§ Work instruction
Scan the records for the word "window". Copy each line that includes it.

Region pointing data:

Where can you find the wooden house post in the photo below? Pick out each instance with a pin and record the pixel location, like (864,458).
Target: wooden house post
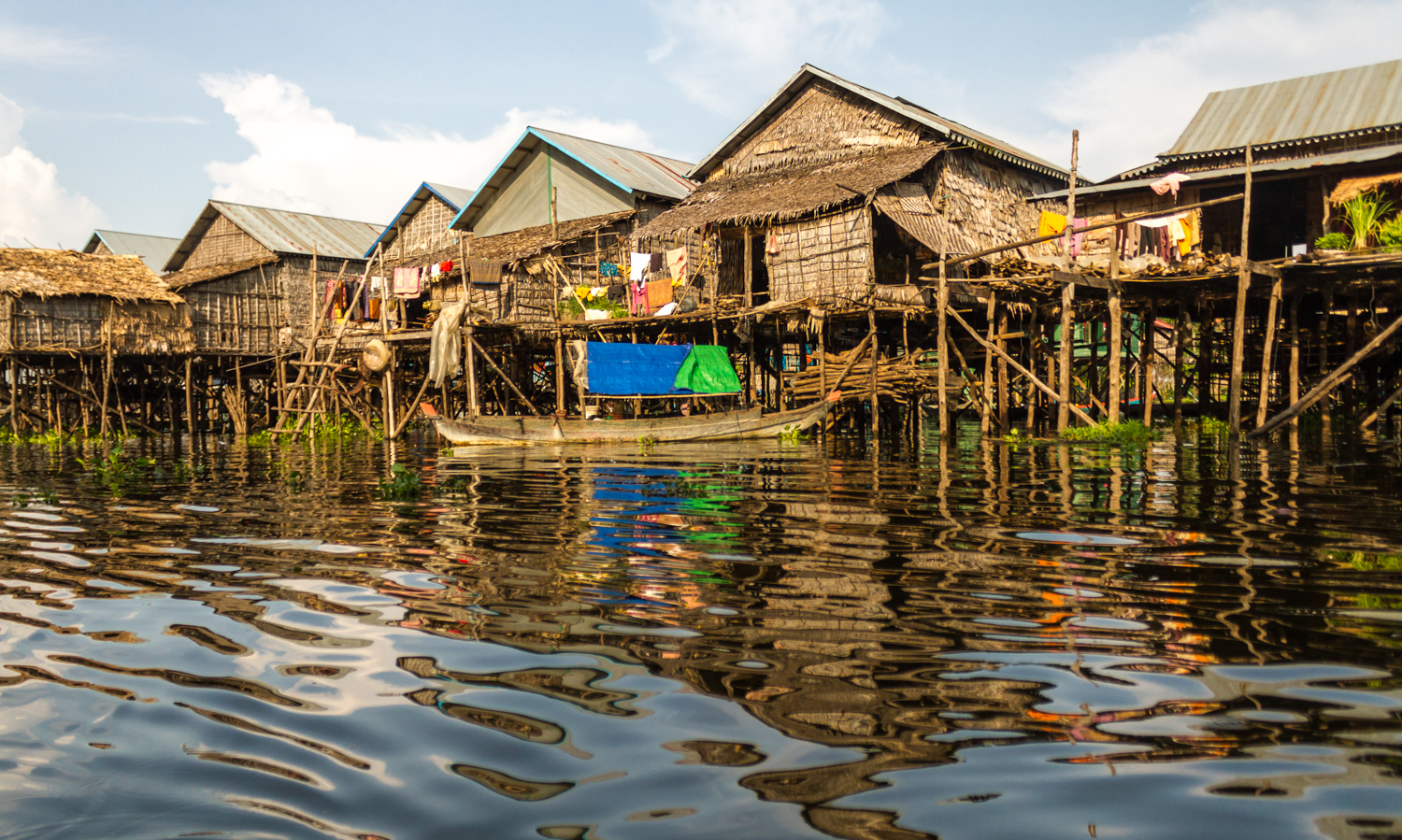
(1238,328)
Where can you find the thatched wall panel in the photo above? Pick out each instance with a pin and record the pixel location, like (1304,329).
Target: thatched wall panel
(827,257)
(224,241)
(822,123)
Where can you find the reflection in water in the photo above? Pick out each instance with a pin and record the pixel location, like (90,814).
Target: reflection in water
(986,640)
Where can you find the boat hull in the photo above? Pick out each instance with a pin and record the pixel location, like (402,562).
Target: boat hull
(729,425)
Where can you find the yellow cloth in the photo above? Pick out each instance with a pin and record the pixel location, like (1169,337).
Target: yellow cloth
(1191,233)
(1051,223)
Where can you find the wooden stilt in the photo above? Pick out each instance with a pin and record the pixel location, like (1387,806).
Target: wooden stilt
(942,345)
(1238,324)
(986,406)
(1147,362)
(1295,353)
(1267,353)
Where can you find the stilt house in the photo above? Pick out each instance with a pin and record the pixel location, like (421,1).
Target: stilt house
(69,303)
(836,192)
(1315,142)
(153,249)
(557,212)
(250,274)
(421,237)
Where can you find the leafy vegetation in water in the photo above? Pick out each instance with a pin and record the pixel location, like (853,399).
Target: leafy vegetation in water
(36,497)
(793,435)
(401,484)
(117,470)
(1124,434)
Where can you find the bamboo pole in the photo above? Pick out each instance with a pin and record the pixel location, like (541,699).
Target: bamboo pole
(1238,327)
(1267,353)
(1147,362)
(942,345)
(986,412)
(1331,381)
(1037,381)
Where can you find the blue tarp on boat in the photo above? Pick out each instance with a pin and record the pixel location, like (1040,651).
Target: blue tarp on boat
(622,369)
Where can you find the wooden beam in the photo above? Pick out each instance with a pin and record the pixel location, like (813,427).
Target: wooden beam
(1037,381)
(1331,381)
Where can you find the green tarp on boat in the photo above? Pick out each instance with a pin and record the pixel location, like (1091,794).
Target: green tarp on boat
(707,370)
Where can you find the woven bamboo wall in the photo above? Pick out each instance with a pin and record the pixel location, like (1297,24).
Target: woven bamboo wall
(224,243)
(237,314)
(823,122)
(987,199)
(426,230)
(827,258)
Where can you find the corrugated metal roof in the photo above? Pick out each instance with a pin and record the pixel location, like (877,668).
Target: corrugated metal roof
(283,232)
(1309,107)
(454,196)
(1276,165)
(627,168)
(153,249)
(948,128)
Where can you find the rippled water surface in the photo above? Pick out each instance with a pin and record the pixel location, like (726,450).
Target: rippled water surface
(742,640)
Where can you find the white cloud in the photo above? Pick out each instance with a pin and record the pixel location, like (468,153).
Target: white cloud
(34,207)
(726,55)
(1132,103)
(306,160)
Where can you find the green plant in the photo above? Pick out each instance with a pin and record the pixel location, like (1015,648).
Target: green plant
(115,470)
(24,500)
(401,484)
(1332,241)
(1390,235)
(1363,215)
(793,435)
(1126,434)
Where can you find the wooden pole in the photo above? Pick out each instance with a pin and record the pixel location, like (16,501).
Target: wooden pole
(986,406)
(942,345)
(871,325)
(1238,327)
(1331,381)
(1267,353)
(1295,352)
(1037,381)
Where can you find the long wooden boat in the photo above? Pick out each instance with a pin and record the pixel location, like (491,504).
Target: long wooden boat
(726,425)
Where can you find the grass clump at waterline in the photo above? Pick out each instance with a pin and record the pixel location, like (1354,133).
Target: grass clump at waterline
(1126,434)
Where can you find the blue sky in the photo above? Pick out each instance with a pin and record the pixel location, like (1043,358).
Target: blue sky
(131,115)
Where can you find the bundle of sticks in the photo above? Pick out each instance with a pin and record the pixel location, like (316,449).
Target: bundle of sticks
(903,378)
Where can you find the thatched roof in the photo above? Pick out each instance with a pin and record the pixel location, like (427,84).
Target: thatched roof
(190,277)
(791,192)
(64,274)
(519,244)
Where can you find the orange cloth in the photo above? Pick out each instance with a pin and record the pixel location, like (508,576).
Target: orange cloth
(659,293)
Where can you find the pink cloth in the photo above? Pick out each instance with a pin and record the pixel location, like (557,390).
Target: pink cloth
(1169,182)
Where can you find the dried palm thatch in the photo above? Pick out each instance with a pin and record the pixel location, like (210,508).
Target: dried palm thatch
(519,244)
(787,193)
(67,274)
(190,277)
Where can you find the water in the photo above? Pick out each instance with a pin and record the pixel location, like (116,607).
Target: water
(756,640)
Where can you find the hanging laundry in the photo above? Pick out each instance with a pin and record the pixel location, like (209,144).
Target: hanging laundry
(678,263)
(1051,223)
(1169,182)
(1079,238)
(638,268)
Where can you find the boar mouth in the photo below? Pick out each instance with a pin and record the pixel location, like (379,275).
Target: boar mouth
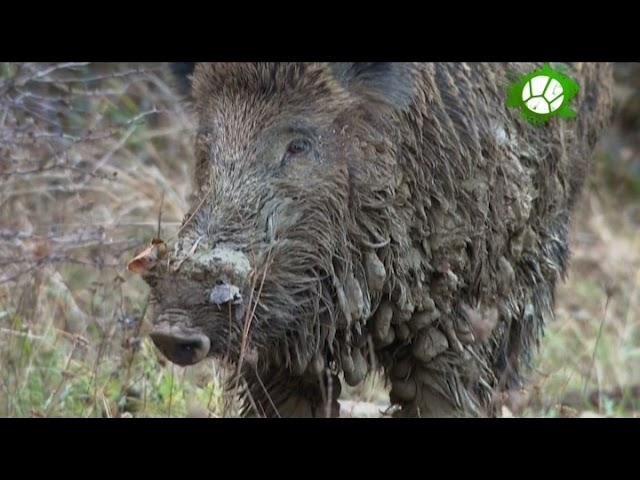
(180,346)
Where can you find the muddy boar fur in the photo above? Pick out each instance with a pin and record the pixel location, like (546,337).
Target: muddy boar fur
(422,235)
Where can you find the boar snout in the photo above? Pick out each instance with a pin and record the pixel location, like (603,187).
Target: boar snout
(180,347)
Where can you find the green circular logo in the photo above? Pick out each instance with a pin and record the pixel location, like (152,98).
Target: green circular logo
(542,95)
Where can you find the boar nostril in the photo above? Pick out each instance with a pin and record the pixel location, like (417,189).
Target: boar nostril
(181,349)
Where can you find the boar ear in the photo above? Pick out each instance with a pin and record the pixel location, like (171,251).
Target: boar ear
(391,82)
(182,72)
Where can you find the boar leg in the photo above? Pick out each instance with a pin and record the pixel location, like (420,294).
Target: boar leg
(278,393)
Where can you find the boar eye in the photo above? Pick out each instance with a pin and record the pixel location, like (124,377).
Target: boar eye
(298,146)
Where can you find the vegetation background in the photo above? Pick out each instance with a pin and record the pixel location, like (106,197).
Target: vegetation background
(90,154)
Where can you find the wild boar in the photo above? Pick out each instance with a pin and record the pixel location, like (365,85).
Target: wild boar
(360,217)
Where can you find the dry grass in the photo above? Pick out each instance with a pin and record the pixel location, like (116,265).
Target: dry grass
(88,153)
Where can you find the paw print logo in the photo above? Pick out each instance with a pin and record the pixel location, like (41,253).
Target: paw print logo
(542,95)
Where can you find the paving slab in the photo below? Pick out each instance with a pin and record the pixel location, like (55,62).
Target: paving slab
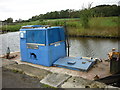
(29,70)
(76,82)
(4,62)
(55,79)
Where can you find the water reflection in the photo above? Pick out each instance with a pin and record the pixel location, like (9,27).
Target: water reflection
(92,47)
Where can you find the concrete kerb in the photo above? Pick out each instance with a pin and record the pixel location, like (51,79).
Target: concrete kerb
(55,79)
(29,70)
(67,81)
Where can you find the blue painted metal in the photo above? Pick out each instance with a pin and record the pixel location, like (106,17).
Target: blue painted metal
(46,46)
(41,45)
(75,63)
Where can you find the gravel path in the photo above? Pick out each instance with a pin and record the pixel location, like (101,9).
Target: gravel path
(12,79)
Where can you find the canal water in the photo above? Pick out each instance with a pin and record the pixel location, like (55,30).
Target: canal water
(92,47)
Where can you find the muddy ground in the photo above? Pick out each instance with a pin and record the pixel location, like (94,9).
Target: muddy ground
(13,79)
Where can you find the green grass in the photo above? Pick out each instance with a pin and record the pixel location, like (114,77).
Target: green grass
(98,26)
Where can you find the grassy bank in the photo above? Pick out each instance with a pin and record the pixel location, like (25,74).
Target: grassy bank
(98,26)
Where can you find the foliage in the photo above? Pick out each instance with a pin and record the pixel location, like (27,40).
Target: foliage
(98,11)
(98,26)
(9,20)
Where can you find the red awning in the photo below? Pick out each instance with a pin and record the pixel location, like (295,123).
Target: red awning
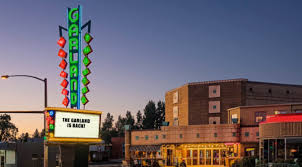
(295,117)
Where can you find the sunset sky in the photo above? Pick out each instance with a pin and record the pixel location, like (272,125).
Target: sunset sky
(143,48)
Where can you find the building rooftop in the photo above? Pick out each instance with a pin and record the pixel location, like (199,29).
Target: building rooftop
(232,80)
(266,105)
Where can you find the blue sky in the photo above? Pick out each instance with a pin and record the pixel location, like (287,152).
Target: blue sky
(143,48)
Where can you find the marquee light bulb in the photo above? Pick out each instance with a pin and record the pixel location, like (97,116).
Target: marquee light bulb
(87,50)
(51,127)
(85,90)
(63,64)
(64,83)
(88,38)
(61,42)
(65,101)
(62,53)
(51,113)
(63,74)
(84,100)
(64,92)
(85,81)
(86,61)
(86,71)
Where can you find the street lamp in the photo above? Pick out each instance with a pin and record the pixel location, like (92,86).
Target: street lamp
(45,105)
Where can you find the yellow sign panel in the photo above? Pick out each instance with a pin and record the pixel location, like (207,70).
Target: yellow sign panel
(72,125)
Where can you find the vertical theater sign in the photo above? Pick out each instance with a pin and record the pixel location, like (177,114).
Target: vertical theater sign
(71,123)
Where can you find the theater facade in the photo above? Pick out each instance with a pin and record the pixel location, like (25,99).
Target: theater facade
(211,123)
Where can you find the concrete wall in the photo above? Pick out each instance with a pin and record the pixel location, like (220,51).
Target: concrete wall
(247,114)
(270,93)
(182,105)
(280,130)
(187,134)
(252,135)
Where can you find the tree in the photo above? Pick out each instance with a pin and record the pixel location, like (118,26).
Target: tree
(107,128)
(149,116)
(24,137)
(36,134)
(119,125)
(121,122)
(8,130)
(139,120)
(129,119)
(42,134)
(159,114)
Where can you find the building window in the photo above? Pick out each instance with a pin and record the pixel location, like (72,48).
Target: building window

§ Your response
Where can you find the building window in the photo above? Pick out each instance with a pin and record the pixel location, like (72,48).
Target: building window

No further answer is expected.